ПИСЬМЕННОЕ ЗАДАНИЕ:
Выведите без изменений отрывок из текста об эссе Воденникова: начните со слов «Секрет читательской любви» и продолжайте до слов «соблюдают обе стороны.» включительно.

Замечателен финал этого эссе: обескураживающее, бескомпромиссное, издевательское заключение. И, казалось бы, авторская коммуникативная стратегия должна вызывать отторжение, возмущение, раздражение, сожаление и проч. Но удивительным оказывается обратное: собеседник в полном восторге (возможно, Воденников действительно просветлённый, как сам утверждает в предисловии к этой книге). Автор в общении с «визави» подчеркивает своё неприятие, сожаление (точнее – жалость), бесконечное подтрунивание (точнее – стёб, подчас сопровождаемый ироничным зубоскальством). Объектом авторских насмешек прежде всего становятся весьма ограниченные интеллектуальные возможности читателя, например, «Поговорим о том, что вам понятно. Поговорим о еде» («Камешек под майонезом»). Или – в эссе «Следующая станция – конец» о Феликсе Нуссбауме, говоря об одной из картин художника, автор, чтобы быть понятым, переводит свою речь в сниженный, разговорный пласт: «…В совершенно пустой комнате на стуле спиной к зрителю сидит человек, в отчаянии обхвативший голову руками. Рядом со стулом стоит собранный портфель. Человек готов к уходу. Очевидно, что в этой комнате со стенами, пустыми, как слепые глазницы, оставаться нельзя. Но на таком же пустом столе стоит старый глобус – и видно, что он уже хорошо изучен, осмотрен со всех сторон. Бежать некуда. («Ку-ку, – как бы говорит картина. – Приехали! Следующая станция – конец»)».

Воденников «знает» своего читателя, по крайней мере, он «убеждён», что его читатели – все без исключения жители этой страны (этой Вселенной), так называемый народ, который даже не заботит наличие или отсутствие способности складывать буквы русского алфавита в слова, а слова в предложения. Это «убеждение» – конечно, игра, но именно оно является стержнем того обобщённого образа читателя, созданного автором. Манера общения со своим, воденниковским, читателем (здесь можно соотнести поэтику Дмитрия Воденникова с поэтикой сказа) свободно бытует не только в его прозе, но и в реальной жизни. Хотя, справедливости ради, нужно отметить: Дмитрий Борисович подчас спохватится, сбросит маску, принесёт извинения собеседнику за панибратство и лёгкое откровенное хамство, отвесит пару искренних комплиментов и вернет свою маску на место.

Секрет читательской любви прост: автор не только разделяет «я» и «вы», но постоянно твердит о «мы». «Мы» – это некое целое, где ничтожные «вы» и прекрасный «я», способный признать себя частью этого целого. Это игра, правила которой соблюдают обе стороны.

 

«Вы не звери, господа.

Вы – рабы. Ну, и чтоб никому не обидно, я тоже.

Отличный вывод, по-моему.

Хотя и постыдный» («Поколения «П»»).

СОХРАНЁННЫЕ ДАННЫЕ:

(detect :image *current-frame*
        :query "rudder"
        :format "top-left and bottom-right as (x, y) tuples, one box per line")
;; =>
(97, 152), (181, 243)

РЕЗУЛЬТАТ ЗАДАНИЯ:
Секрет читательской любви прост: автор не только разделяет «я» и «вы», но постоянно твердит о «мы». «Мы» – это некое целое, где ничтожные «вы» и прекрасный «я», способный признать себя частью этого целого. Это игра, правила которой соблюдают обе стороны.